Des communautés indiennes touchées par l’exploitation pétrolière exigent que l’État assume ses responsabilités.

Les manifestations dans la localité de Pichanaki, dans la région de la Forêt centrale, le 10 février, contre la présence de la société pétrolière argentine Pluspetrol se sont soldées par un mort et des dizaines de blessés par balle et le gouvernement du président Ollanta Humala s’est vu à nouveau dans l’obligation de relever de leurs fonctions quatre ministres dont trois directement impliqués dans le conflit.

Les ministres relevés de leurs fonctions sont Daniel Urresti, à l’Intérieur, responsable de la violente répression policière contre les manifestants ; Eleodoro Mayorga, à l’Énergie et aux mines, qui, à la table des négociations avec les habitants de Pichanaki, a annoncé le retrait de l’entreprise pétrolière de la zone en conflit, provoquant ainsi de sévères critiques de la part du secteur entrepreneurial qui a une grande influence sur le gouvernement ; Daniel Figallo, à la Justice, qui avait accompagné Mayorga dans les négociations. La quatrième à être relevée a été Carmen Omonte, aux Droits des femmes. Bien que la présence de Pluspetrol à Pichanaki corresponde à des travaux exploratoires, l’entreprise a une longue histoire de pratiques nuisibles dans les endroits où elle est intervenue, en particulier dans la région amazonienne de Loreto. Après 15 ans d’exploitation du pétrole du lot 1AB (actuellement lot 192), situé entre les fleuves Pastaza, Corrientes et Tigre, près de la frontière avec l’Équateur, Pluspetrol doit abandonner la zone le 31 août prochain sans que, à ce jour, elle ait procédé à la remise en état des 92 sites endommagés ni manifesté l’intention de payer les plus de 13 millions de dollars des 12 amendes infligées par l’Organisme d’évaluation et contrôle environnemental (OEFA) pour des infractions à la réglementation sur l’environnement et pour les dommages causés à la santé des populations.

Quarante ans de pollution

La compagnie pétrolière, fondée en 1976 en Argentine, est arrivée au Pérou en 1986. Actuellement elle contrôle les secteurs pétroliers les plus stratégiques du pays qui produisent 40% du pétrole national et 95% du gaz. Outre le lot 1AB, elle détient la concession du lot 8 entre les rivières Corrientes et Marañón, dont le contrat vient à échéance en 2025, et elle intervient sur cinq autres : le lot 115 (Loreto), 88 et 56 (gaz de Camisea, Cusco), 155 (Puno) et 108 ( Cerro de Pasco et Junín) où se trouve Pichanaki.

__LISTE FOURNIE__:
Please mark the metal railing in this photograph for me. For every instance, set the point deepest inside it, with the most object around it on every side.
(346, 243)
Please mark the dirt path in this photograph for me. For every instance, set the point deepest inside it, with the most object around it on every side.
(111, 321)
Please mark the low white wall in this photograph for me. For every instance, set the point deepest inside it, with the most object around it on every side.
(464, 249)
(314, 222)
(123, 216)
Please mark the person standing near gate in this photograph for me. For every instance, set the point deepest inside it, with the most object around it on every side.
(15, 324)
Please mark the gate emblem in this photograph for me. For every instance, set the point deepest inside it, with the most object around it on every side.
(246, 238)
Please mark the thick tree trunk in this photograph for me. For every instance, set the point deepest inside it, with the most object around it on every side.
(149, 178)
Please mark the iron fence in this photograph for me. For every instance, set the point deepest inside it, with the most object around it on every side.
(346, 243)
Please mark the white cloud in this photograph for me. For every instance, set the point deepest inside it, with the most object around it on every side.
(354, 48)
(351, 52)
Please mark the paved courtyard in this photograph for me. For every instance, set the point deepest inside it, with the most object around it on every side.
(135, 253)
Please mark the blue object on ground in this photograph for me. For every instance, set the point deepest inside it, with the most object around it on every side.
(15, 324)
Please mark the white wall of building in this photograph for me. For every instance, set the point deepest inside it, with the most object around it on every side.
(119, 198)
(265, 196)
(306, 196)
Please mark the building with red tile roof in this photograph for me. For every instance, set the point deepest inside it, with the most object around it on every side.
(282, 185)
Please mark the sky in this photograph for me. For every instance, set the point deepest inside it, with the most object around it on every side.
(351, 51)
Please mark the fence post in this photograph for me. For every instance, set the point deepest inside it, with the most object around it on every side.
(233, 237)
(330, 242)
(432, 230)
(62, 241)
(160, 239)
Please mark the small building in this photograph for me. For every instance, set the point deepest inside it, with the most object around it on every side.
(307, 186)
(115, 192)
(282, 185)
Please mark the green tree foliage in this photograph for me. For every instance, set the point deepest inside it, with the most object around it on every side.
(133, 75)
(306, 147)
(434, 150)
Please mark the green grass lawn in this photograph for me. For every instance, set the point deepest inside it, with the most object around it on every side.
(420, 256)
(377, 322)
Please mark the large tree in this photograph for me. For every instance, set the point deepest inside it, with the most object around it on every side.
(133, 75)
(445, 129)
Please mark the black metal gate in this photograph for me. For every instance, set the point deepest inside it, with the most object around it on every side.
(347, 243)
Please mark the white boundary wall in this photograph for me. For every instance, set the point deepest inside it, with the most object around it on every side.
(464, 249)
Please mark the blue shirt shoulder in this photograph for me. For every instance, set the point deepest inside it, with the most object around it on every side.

__OBJECTIF ÉNONCÉ 1__:
Indiquez si chacune des affirmations suivantes concorde avec le texte de lecture, en répondant par oui ou par non et en citant les mots décisifs du texte : (a) Pluspetrol a été fondée en Argentine en 1976 ; (b) Carmen Omonte était ministre de l'Intérieur ; (c) le contrat du lot 8 arrive à échéance en 2030.
__OBJECTIF ÉNONCÉ 2__:
Veuillez présenter sous forme de liste numérotée tout ce qui va de la ligne contenant « Please mark the black » jusqu'à la fin de la liste fournie, ces deux bornes comprises, sans les lignes vides.

__RÉSULTAT 1__:
(a) Oui : « La compagnie pétrolière, fondée en 1976 en Argentine »
(b) Non : « La quatrième à être relevée a été Carmen Omonte, aux Droits des femmes. »
(c) Non : « dont le contrat vient à échéance en 2025 »

__RÉSULTAT 2__:
1. Please mark the black metal gate in this photograph for me. For every instance, set the point deepest inside it, with the most object around it on every side.
2. (347, 243)
3. Please mark the white boundary wall in this photograph for me. For every instance, set the point deepest inside it, with the most object around it on every side.
4. (464, 249)
5. Please mark the blue shirt shoulder in this photograph for me. For every instance, set the point deepest inside it, with the most object around it on every side.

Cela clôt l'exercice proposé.